::: Data shown :::
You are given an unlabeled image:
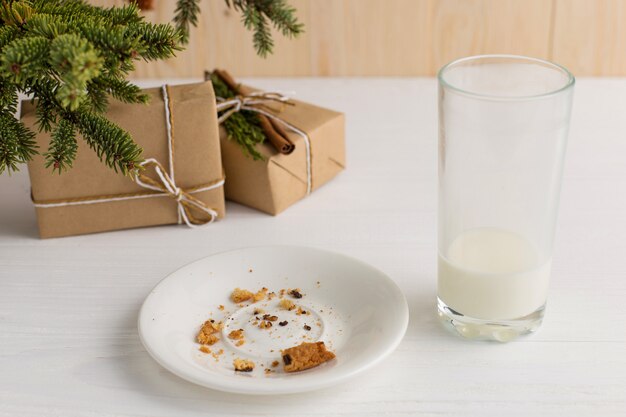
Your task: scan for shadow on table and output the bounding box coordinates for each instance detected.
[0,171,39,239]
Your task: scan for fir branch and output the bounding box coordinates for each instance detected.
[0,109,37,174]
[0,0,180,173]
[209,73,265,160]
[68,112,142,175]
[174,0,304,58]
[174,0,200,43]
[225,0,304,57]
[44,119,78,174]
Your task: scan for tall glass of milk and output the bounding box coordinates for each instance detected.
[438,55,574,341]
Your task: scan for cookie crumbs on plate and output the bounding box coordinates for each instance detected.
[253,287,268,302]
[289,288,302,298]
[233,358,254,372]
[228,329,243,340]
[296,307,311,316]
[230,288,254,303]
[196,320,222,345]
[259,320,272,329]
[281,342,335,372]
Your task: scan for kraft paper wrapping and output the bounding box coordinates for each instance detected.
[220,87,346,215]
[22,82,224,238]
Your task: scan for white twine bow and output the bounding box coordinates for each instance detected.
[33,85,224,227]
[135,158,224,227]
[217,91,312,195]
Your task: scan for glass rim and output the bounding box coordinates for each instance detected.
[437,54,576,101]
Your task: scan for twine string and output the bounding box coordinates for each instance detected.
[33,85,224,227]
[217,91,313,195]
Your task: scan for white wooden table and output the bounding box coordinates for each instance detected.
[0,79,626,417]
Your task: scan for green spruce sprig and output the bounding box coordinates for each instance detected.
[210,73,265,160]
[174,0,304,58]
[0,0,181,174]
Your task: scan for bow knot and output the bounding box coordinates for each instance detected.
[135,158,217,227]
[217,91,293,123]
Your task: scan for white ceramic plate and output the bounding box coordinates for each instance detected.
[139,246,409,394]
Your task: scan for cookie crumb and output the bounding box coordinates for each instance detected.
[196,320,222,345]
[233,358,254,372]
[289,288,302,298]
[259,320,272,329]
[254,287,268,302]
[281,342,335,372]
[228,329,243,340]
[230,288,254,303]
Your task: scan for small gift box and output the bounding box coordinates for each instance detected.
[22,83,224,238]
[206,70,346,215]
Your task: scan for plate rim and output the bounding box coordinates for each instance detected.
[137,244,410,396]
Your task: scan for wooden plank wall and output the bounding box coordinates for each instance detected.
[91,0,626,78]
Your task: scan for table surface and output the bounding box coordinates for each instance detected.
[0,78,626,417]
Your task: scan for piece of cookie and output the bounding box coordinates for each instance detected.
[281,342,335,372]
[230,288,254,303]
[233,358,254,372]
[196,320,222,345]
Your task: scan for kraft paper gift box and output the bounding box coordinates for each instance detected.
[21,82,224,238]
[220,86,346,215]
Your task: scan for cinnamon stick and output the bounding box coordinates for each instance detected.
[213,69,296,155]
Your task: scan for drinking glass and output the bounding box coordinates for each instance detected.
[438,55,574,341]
:::
Task prompt
Retype all of the material above verbatim, from its first line through its last, omitting the picture.

Final answer
You are given an unlabeled image:
Your task: scan for shadow on table and output the bounding box coordinates for each instance detected.
[0,171,39,239]
Your task: scan for fir branch and output the bounding box coordinates for each instance detected.
[0,109,37,174]
[0,0,180,173]
[209,73,265,160]
[68,112,142,175]
[174,0,304,58]
[174,0,200,43]
[225,0,304,57]
[44,119,78,174]
Your task: scan for tall glass of milk and output the bounding box coordinates for each instance detected.
[438,55,574,341]
Your task: scan for cookie crumbs on plate and output the bounding box coordinates for each instance detected.
[253,287,268,302]
[289,288,302,298]
[233,358,254,372]
[228,329,243,340]
[296,307,311,316]
[230,288,254,303]
[196,320,222,345]
[259,320,272,329]
[281,342,335,372]
Your task: scan for kraft paper wrapping and output the bounding box coordinates for each instance detected.
[220,87,346,215]
[22,82,224,238]
Your task: scan for white twine bow and output the bounding box coordinates for each instance detected.
[33,85,224,227]
[135,158,224,227]
[217,91,312,195]
Your task: scan for glass rim and output the bounding box coordinates for each instance detected.
[437,54,576,101]
Your task: scan for twine string and output the bounding box coordinates for each instance detected.
[33,85,224,227]
[217,91,313,195]
Your task: scan for white wooden table and output the bounding box coordinates for each instance detected.
[0,79,626,417]
Your task: scan for green spruce sprig and output the bounding box coordinates for each instance detected.
[210,73,265,160]
[174,0,304,58]
[0,0,181,174]
Your task: scan for bow knot and output the bounding box coordinates for each instance detected.
[135,158,217,227]
[217,91,293,123]
Your task: scan for white ceramic plate and output the bounding box coordinates for each instance detected.
[139,246,409,394]
Your task: scan for cookie crumb and output the bounding box coordinates for each instance detected.
[196,320,222,345]
[233,358,254,372]
[289,288,302,298]
[259,320,272,329]
[254,287,268,302]
[281,342,335,372]
[228,329,243,340]
[230,288,254,303]
Your task: scan for small gift box and output the bounding box coordinates for each instance detected.
[22,83,224,238]
[206,70,346,215]
Your task: scan for plate rim and output the bounding box coordinates for each instance detected.
[137,244,410,396]
Your task: scan for wooden plank wall and output the bounding box coordinates for each instance detected.
[91,0,626,78]
Your task: scan for table surface and output the bounding box coordinates for each instance detected.
[0,78,626,417]
Your task: scan for piece of cookie and output the bounding box coordinates for each instance detected.
[281,342,335,372]
[230,288,254,303]
[233,358,254,372]
[196,320,222,345]
Your task: scan for kraft paper gift box and output the bounding box coordinates for each instance detected.
[21,82,224,238]
[220,86,346,215]
Your task: scan for cinnamon stick and output the bounding box coordinates for each instance detected.
[213,69,296,155]
Your task: scan for drinking glass and output the bounding box coordinates for each instance detected.
[438,55,574,341]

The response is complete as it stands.